## STATED TASK
In the data that follows, count the lines containing the string "Query", treating case as significant. Give only that number.

── RECORDS FOR PROCESSING

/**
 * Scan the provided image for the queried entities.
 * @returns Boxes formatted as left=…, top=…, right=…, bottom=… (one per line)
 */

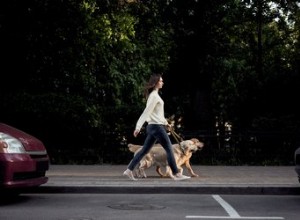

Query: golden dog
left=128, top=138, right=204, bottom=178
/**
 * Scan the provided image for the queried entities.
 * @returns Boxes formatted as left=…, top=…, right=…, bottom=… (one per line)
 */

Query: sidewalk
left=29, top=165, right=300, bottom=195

────
── RECORDS FOR PROCESSING

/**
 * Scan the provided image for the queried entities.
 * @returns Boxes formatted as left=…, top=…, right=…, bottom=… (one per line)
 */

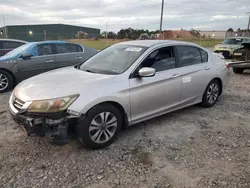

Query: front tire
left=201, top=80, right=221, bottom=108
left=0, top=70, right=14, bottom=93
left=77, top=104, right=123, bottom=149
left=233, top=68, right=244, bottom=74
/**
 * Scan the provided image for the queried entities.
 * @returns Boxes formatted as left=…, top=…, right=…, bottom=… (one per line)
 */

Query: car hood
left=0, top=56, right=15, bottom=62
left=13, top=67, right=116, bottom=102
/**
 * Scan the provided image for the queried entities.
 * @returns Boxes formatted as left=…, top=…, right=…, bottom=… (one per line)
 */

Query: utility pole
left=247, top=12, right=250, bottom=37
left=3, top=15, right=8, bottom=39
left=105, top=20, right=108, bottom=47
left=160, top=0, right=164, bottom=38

────
── RECORDS FOR PROCESSING

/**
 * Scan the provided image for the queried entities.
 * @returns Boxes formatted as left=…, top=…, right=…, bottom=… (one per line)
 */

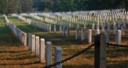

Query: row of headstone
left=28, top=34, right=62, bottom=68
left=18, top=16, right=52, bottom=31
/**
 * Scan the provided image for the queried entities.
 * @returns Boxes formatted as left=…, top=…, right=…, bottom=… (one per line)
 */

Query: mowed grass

────

## EXERCISE SOLUTION
7